* **Task to complete**:
When you reach the line that contains "One point lands on each instance of the woman in" in the data below, copy it and every line after it exactly, adding nothing.

* **Records**:

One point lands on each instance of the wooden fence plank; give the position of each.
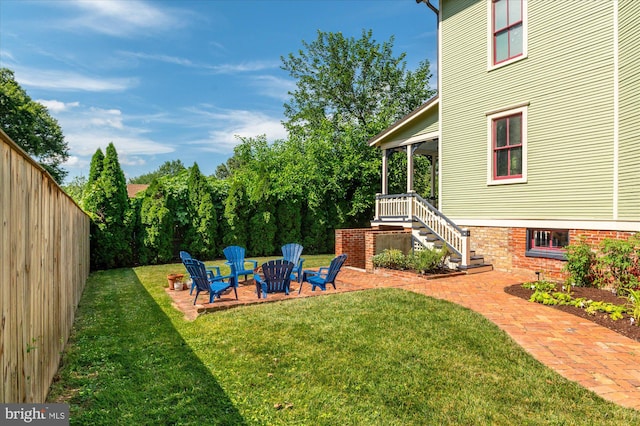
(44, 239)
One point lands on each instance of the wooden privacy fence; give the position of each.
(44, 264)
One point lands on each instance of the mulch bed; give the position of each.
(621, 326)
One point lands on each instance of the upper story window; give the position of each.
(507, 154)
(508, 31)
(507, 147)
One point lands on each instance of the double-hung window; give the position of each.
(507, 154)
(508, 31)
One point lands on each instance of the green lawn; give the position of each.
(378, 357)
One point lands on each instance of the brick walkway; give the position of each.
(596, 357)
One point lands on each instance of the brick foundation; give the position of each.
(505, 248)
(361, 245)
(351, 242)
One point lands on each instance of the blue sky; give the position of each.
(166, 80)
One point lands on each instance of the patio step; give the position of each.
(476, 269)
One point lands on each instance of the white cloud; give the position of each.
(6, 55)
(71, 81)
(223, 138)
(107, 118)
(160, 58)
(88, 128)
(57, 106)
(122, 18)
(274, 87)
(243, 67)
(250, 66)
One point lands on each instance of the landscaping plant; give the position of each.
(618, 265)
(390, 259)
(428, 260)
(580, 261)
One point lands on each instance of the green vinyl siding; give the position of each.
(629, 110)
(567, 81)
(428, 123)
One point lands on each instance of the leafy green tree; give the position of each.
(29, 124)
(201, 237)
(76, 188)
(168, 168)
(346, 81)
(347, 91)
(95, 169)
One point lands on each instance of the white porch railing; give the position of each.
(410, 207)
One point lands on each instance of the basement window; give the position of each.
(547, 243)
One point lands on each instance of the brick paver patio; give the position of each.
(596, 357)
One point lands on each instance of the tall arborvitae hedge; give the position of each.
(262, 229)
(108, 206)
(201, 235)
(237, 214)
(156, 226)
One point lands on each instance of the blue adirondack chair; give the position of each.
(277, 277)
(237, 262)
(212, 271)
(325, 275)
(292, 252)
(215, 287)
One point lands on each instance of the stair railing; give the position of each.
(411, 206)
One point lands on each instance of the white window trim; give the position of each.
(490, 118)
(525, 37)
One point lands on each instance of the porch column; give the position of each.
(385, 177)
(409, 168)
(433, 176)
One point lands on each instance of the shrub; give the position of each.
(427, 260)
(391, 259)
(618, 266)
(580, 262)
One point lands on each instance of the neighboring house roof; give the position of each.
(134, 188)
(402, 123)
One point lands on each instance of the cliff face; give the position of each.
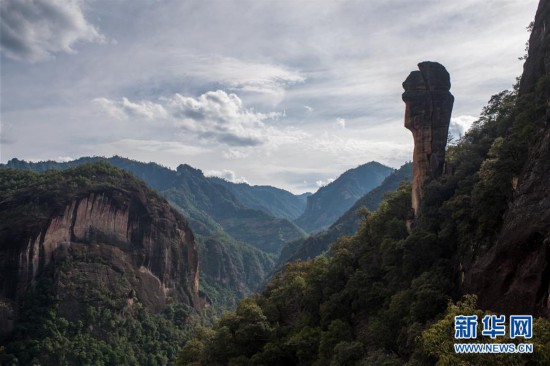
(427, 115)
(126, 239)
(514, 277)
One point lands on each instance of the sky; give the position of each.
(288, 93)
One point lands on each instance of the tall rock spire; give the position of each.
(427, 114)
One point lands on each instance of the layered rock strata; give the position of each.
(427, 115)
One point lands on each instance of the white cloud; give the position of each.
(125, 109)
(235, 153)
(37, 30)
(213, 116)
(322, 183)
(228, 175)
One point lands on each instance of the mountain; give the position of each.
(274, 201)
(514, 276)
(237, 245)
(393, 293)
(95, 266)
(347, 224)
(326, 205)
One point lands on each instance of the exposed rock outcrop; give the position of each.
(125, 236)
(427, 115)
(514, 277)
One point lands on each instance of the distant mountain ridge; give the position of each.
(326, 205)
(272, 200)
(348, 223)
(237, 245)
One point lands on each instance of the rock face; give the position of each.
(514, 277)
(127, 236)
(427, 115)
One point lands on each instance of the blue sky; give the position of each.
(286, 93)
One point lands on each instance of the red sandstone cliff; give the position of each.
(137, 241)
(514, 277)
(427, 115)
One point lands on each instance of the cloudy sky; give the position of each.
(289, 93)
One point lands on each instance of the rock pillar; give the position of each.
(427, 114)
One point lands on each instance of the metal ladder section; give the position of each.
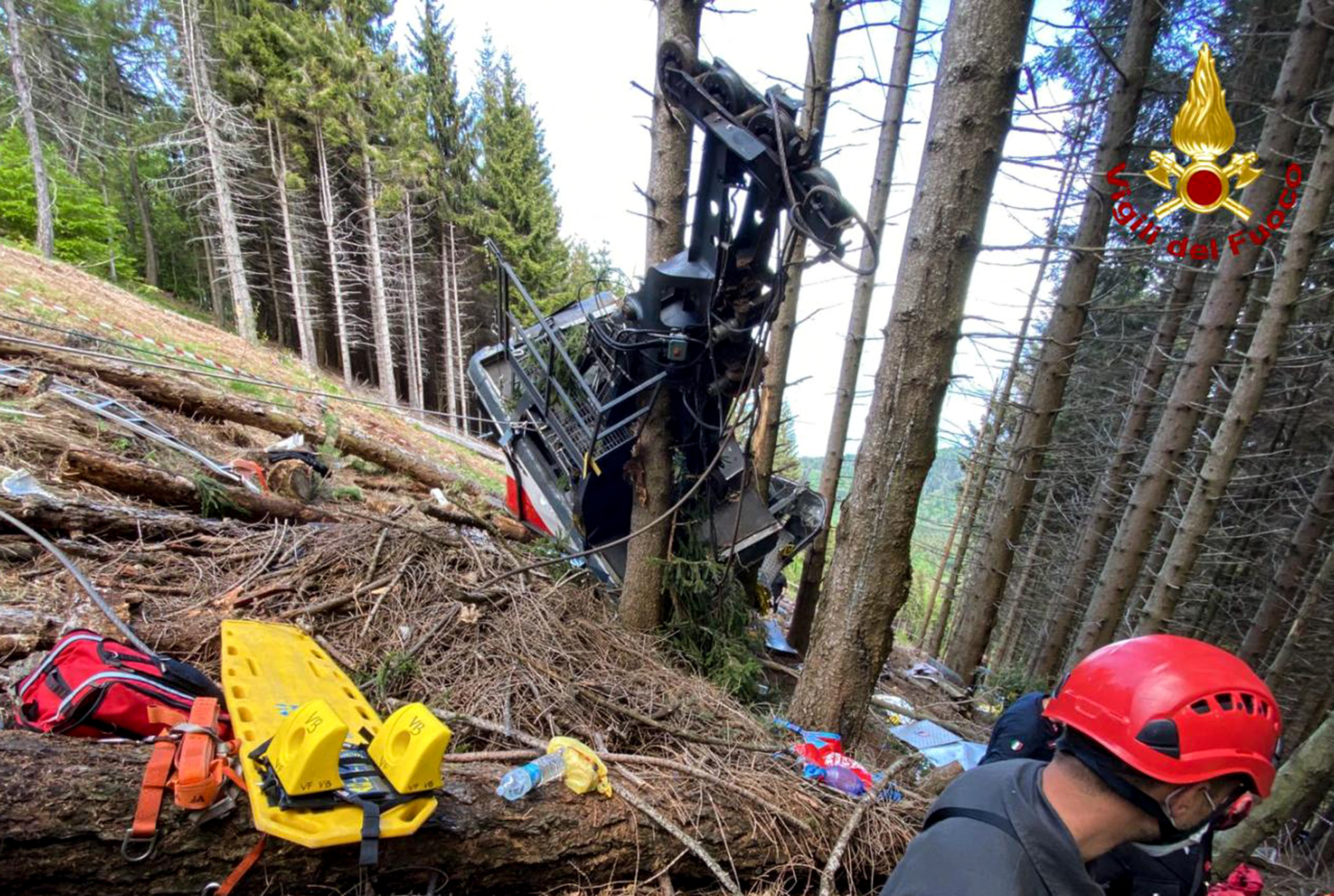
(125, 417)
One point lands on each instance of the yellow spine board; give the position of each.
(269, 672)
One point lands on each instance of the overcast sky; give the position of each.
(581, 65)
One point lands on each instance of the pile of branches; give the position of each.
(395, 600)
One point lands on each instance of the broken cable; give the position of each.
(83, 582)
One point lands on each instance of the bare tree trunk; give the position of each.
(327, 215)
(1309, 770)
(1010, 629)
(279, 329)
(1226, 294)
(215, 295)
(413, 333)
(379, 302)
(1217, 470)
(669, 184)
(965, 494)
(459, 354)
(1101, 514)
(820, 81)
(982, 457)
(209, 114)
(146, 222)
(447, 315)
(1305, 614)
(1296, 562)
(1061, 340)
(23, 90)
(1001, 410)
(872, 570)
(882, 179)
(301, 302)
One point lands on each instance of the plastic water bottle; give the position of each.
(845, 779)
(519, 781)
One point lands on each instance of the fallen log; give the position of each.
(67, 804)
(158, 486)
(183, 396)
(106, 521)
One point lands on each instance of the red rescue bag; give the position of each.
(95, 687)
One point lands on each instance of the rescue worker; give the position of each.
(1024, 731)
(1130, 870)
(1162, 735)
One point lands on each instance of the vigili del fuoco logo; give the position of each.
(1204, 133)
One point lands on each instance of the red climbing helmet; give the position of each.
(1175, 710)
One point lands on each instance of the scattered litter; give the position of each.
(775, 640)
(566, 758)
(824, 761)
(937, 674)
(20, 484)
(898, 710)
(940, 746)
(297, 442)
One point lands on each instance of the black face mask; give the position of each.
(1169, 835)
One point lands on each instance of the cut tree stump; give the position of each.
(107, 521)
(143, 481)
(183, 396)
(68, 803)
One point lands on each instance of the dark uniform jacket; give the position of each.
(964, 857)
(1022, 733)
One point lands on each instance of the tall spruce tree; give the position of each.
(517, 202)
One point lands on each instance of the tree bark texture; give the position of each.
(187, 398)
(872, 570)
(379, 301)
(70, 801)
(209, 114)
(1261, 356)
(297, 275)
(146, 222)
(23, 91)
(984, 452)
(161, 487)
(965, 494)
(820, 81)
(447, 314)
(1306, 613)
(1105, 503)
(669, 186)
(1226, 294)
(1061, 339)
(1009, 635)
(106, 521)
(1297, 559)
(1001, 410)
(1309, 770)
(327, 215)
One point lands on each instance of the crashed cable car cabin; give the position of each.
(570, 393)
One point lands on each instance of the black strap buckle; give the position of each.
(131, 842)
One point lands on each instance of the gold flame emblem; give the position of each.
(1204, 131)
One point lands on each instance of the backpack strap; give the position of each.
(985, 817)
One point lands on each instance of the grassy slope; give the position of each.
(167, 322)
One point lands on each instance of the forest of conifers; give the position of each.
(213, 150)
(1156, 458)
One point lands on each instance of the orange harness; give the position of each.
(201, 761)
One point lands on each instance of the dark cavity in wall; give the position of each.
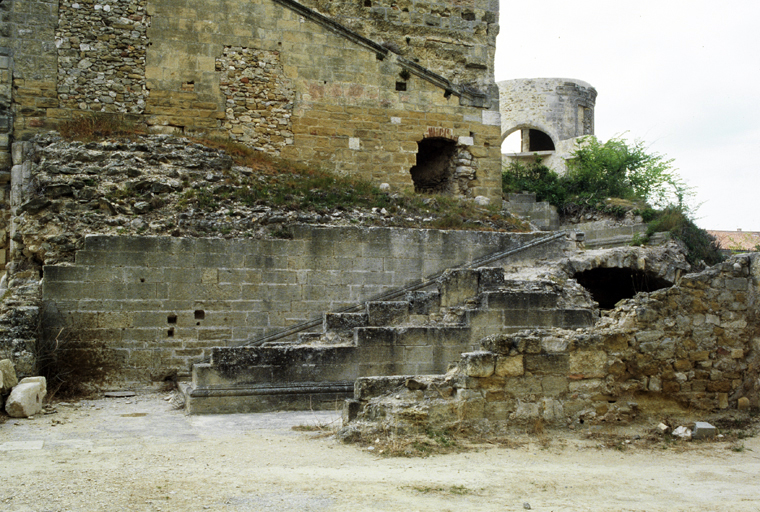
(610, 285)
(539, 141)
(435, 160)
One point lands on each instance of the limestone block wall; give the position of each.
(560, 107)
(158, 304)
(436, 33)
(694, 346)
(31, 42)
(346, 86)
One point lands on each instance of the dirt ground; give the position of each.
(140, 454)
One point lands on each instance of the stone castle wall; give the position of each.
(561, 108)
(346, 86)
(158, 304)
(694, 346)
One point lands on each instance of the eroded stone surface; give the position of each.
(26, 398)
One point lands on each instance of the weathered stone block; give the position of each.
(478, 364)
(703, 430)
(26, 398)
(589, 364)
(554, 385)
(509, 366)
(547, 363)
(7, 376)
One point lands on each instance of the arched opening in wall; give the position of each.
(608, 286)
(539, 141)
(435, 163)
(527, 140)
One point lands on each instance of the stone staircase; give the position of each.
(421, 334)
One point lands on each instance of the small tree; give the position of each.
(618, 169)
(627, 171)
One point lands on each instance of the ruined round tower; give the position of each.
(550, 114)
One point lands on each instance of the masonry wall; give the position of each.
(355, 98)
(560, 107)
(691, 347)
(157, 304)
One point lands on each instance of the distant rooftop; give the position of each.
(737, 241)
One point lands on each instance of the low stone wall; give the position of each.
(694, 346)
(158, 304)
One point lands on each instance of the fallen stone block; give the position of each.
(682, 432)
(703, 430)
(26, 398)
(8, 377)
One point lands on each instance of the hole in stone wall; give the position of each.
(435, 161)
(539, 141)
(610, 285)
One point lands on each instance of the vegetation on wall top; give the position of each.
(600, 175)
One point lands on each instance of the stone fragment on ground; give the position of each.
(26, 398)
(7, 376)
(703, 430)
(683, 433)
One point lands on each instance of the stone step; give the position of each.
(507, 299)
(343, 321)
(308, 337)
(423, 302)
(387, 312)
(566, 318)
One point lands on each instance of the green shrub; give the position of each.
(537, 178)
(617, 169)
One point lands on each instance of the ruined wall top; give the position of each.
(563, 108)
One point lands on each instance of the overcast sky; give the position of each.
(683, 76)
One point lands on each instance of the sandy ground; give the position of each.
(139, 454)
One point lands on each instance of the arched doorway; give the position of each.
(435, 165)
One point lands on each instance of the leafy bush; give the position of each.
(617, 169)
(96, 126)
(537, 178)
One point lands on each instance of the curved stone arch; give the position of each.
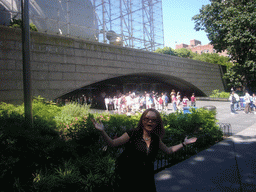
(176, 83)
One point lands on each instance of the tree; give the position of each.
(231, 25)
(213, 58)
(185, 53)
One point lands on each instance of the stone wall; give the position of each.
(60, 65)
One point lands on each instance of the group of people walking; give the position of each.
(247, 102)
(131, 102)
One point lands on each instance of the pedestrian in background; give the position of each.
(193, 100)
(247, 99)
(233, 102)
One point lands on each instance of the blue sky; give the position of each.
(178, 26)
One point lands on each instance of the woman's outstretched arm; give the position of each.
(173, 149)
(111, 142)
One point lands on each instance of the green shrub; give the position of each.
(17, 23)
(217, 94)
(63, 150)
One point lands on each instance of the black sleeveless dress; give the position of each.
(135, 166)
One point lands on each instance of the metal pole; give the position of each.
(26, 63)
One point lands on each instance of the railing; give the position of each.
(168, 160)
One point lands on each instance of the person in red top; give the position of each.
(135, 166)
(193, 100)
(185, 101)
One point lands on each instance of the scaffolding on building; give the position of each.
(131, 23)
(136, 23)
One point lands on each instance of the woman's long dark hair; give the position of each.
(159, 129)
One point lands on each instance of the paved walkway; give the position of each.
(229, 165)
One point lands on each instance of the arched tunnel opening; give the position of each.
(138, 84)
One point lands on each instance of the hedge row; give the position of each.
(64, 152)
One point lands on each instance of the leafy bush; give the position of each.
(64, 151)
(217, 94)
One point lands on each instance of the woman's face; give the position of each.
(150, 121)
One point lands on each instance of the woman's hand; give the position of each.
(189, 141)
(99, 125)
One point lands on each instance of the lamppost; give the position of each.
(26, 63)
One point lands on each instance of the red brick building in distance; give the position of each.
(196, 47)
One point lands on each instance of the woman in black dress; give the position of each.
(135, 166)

* **Your solution**:
One point lands on each instance of the woman in black dress; give the position of each.
(135, 166)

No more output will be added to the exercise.